__Textauszug__.
[0001] Die Erfindung betrifft ein Verfahren zur Herstellung eines Bandstahles gemäß dem
Oberbegriff des Anspruchs 1, wobei derartige Stähle und deren Zusammensetzung zum
Stand der Technik gehören.
[0002] Kaltgewalztes Stahlband wird vielfach zur Herstellung von kaltumgeformten Erzeugnissen
verwendet. Je nach Art des Umformverfahrens sind unterschiedliche Eigenschaften (Kennwerte)
erforderlich.
[0003] Die steigenden Anforderungen bezüglich der Anwendungs- und Gebrauchseigenschaften
erfordern zunehmend noch bessere mechanische, insbesondere Umformeigenschaften. Eine
gute Umformbarkeit ist gekennzeichnet durch möglichst hohe, die Tiefziehbarkeit kennzeichnende
r-Werte, hohe, die Streckziehbarkeit kennzeichnende n-Werte und hohe, die plane strain-Eigenschaften
kennzeichnende Dehnungswerte.
[0004] Es hat sich als vorteilhaft erwiesen, wenn die Umformeigenschaften in den verschiedenen
Richtungen, insbesondere in der Längs-, der Quer- und der Diagonalrichtung möglichst
gleich sind, d. h. weitgehend isotrop sind. Wenn diese Bedingung für den r-Wert zutrifft,
bedeutet dies außerdem, daß der sog. Δr-Wert sehr klein ist und nach dem Abpressen
von rotationssymmetrischen Teilen weitgehende Freiheit von Zipfeln erreicht wird.
Die Vorteile isotroper Eigenschaften drücken sich im wesentlichen in einer Gleichmäßigkeit
des Stoffflusses und einer Reduzierung des Blechverschnitts aus.
[0005] Die ebenfalls zunehmenden Anstrengungen im Leichtbau erfordern zur Erreichnung von
Gewichtsreduzierungen den Einsatz von dünneren Blechen. Zum Ausgleich des durch die
Blechdickenreduzierung verursachten Festigkeitsverlustes muß die Festigkeit des Blechs
gesteigert werden
[0006] Wegen des naturbedingten Abfalls der Umformbarkeit infolge einer Festigkeitserhöhung
ist ein vorherrschendes Ziel der Werkstoffentwicklung, bei der Verwirklichung höherer
Festigkeiten den Verlust an Umformbarkeit möglichst gering zu halten.
[0007] Nach dem Stand der Entwicklung sind zahlreiche höherteste Stähle mit Eignung zur
Kaltumformbarkeit bekannt. Der erreichte Stand ist im wesentlichen in den Stahl-Eisen-Werkstoffblättern
093 und 094 für mikrolegierte sowie P-legierte mit und ohne Bake-hardening (BH) wiedergegeben.
BH-Eigenschaften lassen sich besonders gut nach einem der neuartigen Durchlaufglühverfahren,
z. T. gekoppelt mit einer Schmelztauchveredlung erzielen. Die Bandsauberkeit sowie
die Gleichmäßigkeit der Eigenschaften lassen sich in diesen kontinuierlichen Bandverfahren
sehr gut einstellen.

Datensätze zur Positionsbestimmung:
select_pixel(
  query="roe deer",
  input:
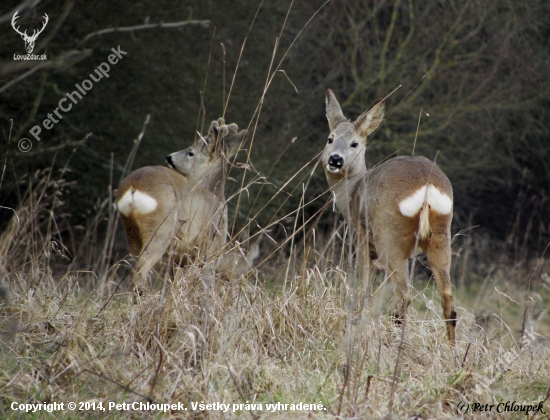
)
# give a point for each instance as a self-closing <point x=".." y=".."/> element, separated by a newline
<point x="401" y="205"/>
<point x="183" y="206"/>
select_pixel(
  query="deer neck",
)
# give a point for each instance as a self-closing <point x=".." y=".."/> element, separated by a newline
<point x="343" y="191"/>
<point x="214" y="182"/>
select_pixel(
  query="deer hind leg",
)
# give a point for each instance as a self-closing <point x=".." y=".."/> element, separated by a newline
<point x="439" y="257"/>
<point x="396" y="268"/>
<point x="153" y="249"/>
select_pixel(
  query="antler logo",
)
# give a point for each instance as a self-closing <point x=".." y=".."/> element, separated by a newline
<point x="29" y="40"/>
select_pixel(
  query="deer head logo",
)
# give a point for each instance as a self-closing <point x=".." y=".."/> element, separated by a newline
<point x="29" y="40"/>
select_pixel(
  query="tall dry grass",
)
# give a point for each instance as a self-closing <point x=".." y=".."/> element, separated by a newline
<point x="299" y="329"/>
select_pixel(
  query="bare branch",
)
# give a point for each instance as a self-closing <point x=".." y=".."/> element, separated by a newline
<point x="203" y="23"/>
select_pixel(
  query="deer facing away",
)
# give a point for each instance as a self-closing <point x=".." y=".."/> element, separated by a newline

__Aufgabenstellung__. Führen Sie den Text über die Herstellung von Bandstahl im Anschluss an seinen letzten Satz fort.

__Lösung der Aufgabe__.
[0008] Auch gibt es seit längerer Zeit erfolgreiche Bemühungen zur Erzielung isotroper Eigenschaften.
Ein isotroper Werkstoff zeigt beim Abpressen rotationssymmetrischer Teile keine Zipfelbildung.
Beispiel hierfür ist die Anzeige "B-Faktor" von Fa. Brockhaus, "Der Spiegel", Nr.
19/1966, Seite 125. Dieses Beispiel beinhaltet jedoch nicht ausdrücklich die Herstellung
höherfester Stähle und erfordert entweder sehr hohe Kaltwalzgrade oder sogar eine
normalisierende Glühung zur Einstellung der Zipfelfreiheit.
[0009] In jüngster Zeit ist das Beispiel eines höherfesten Feinblechstahls mit Ti-Legierung
zur Erzielung von Zipfelfreiheit aus der DE-PS 38 03 064 bekannt worden. Diese Entwicklung
ist jedoch auf das Haubenglühverfahren beschränkt und muß deshalb auf die genannten
Vorteile bei Anwendung des kontinuierlichen Glühens sowie der Oberflächenveredlung
nach einem Schmelztauchverfahren verzichten. Des weiteren bleibt die Möglichkeit einer
Steigerung der Festigkeitseigenschaften, z. B. der Streckgrenze, auf rd. 220 bis 280
N/mm
2 beschränkt. Ein weiterer Nachteil sind die ausschließlich niedrigen r-Werte um 1,0,
wodurch die Herstellung von Tiefziehteilen beeinträchtigt ist. Zudem wird bei diesem
Konzept die höhere Festigkeit wesentlich durch den Verfestigungsmechanismus einer
Kornverfeinerung erzielt. Feinkorn bedingt vergleichsweise hohen Aufwand beim Dressieren.
Bei lediglich normaler Dressierung bestünde die Gefahr von Fließfigurenbildung und
damit Von Versagen bei Außenhautteilen. Die im vorliegenden Fall notwendigerweise
hohen Dressiergrade verringern jedoch die Umformeigenschaften gegenüber normaler Dressierung.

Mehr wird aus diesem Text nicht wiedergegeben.